## Brano da leggere
L'evoluzione della rivolta – Da Damasco l’insurrezione si sposta alla provincia, e alle elite si sostituiscono ceti medio-bassi. Si tratta molto spesso di quegli stessi settori della popolazione che prima costituivano il pilastro di sostegno del regime: contadini, operai, impiegati e piccoli commercianti che negli ultimi quindici anni sono stati abbandonati e penalizzati dalle riforme di liberalizzazione. Sono loro che hanno maggiormente risentito della crescente corruzione dei circoli di potere che gravitano intorno al regime e del taglio progressivo degli aiuti statali. Altre città e regioni si uniscono progressivamente alle proteste: Banyas, Nawa, Homs, Latakia, Idlib, Qamishli, Hama e tante altre. All’inizio le proteste nascono da esigenze diverse, localizzate: ogni regione ha le proprie richieste e le proprie lamentele contro il regime. Soprattutto, all’inizio non si chiede la caduta di Bashar al-Assad: gli slogan domandano la fine della corruzione, riforme, più libertà.

## Compito 1
Restituisci ogni riga delle voci che contiene la parola "wooden", tenendo conto di maiuscole e minuscole.
Il brano e le voci sono materiali distinti, senza alcun legame tra loro.

## Dati

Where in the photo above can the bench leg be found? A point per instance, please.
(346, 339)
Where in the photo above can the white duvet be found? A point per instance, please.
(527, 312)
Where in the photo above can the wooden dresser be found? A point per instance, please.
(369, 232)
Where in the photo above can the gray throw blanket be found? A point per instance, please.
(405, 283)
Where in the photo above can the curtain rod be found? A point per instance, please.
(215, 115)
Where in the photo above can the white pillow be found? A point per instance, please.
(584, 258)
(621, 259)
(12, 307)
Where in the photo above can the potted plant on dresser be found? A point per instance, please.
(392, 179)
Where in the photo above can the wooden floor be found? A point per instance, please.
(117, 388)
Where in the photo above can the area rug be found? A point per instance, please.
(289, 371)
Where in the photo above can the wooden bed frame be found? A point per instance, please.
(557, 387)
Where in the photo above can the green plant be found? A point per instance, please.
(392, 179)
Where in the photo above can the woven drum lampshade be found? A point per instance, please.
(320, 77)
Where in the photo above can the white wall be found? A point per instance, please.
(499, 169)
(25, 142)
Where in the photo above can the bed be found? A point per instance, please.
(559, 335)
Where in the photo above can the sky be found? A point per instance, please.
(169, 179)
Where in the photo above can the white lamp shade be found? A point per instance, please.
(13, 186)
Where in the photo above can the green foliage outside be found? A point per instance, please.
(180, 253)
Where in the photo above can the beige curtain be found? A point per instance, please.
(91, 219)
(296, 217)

==

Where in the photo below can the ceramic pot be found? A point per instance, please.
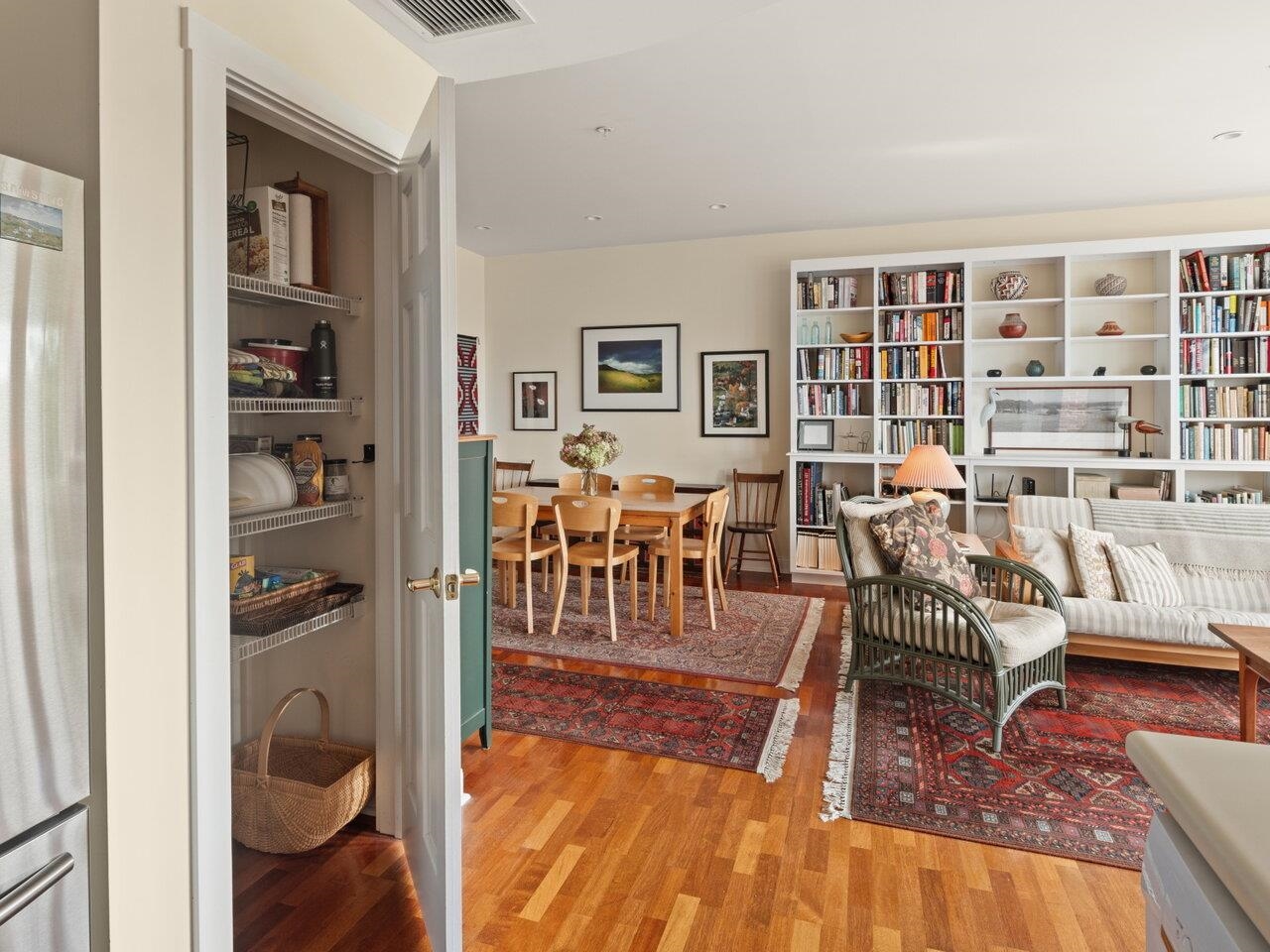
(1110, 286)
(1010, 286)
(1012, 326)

## Compito 2
Secondo il brano, che cosa chiedevano gli slogan all'inizio delle proteste?

## Risposta 1
Where in the photo above can the wooden dresser be found? A point per instance, please.
Where in the photo above can the wooden floor be found? A point per instance, please.
Where in the photo above can the wooden bed frame be found? A point per instance, please.

## Risposta 2
La fine della corruzione, riforme e più libertà.